**TASK DESCRIPTION**
Each line from the one containing "Could you point out the paved" to the end of the records below should be restated word for word; please leave out all other lines.

*** Opening RAW DATA ***

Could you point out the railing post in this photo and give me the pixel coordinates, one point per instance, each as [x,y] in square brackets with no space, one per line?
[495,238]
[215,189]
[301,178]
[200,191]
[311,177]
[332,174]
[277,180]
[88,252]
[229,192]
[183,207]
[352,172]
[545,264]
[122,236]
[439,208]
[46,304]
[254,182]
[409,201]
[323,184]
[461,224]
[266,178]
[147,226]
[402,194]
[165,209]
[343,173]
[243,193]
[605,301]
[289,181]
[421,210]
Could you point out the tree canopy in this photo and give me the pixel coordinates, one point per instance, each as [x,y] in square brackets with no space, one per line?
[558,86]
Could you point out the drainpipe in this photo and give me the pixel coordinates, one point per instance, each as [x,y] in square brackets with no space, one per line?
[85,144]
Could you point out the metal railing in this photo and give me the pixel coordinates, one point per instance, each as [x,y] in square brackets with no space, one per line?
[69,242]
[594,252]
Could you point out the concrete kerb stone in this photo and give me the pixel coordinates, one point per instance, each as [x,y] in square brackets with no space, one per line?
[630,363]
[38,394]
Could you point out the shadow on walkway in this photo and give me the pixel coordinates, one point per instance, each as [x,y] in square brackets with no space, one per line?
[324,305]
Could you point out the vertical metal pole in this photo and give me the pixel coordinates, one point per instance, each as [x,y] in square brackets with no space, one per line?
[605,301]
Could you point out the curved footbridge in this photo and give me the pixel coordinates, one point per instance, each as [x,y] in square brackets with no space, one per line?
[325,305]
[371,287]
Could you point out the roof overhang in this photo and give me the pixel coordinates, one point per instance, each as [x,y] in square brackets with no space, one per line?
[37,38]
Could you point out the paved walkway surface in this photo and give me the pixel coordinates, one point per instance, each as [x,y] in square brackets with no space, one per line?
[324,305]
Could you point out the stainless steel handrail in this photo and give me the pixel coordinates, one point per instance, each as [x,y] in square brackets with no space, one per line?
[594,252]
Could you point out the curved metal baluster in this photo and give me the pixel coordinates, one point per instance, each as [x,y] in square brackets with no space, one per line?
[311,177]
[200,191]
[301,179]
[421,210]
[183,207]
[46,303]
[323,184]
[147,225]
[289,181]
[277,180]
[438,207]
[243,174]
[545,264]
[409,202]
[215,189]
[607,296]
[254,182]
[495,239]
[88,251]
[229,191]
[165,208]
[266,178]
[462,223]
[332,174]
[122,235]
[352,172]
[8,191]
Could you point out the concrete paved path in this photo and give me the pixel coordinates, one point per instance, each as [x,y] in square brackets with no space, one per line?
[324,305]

*** Closing RAW DATA ***

**WRITTEN RESPONSE**
Could you point out the paved walkway surface in this photo and give me the pixel coordinates, one point per instance, each as [x,y] in square brackets with no space, one per line?
[324,305]
Could you point out the stainless steel handrail in this photo and give me the pixel coordinates, one point per instance, each as [x,y] in square brackets with no space, one per line?
[594,252]
Could you point out the curved metal baluster in this photo and give me the pixel coordinates, one point per instance, each as [x,y] in square brackets with no space, one per line?
[311,177]
[200,191]
[301,179]
[421,210]
[183,207]
[46,303]
[323,184]
[147,225]
[289,181]
[277,180]
[438,207]
[243,174]
[545,264]
[409,202]
[215,189]
[607,296]
[254,182]
[495,239]
[88,251]
[229,191]
[165,208]
[266,178]
[462,223]
[332,174]
[122,235]
[352,172]
[8,191]
Could you point out the concrete paved path in this photo and give me the pixel coordinates, one point per instance, each as [x,y] in square brackets with no space, one per line?
[324,305]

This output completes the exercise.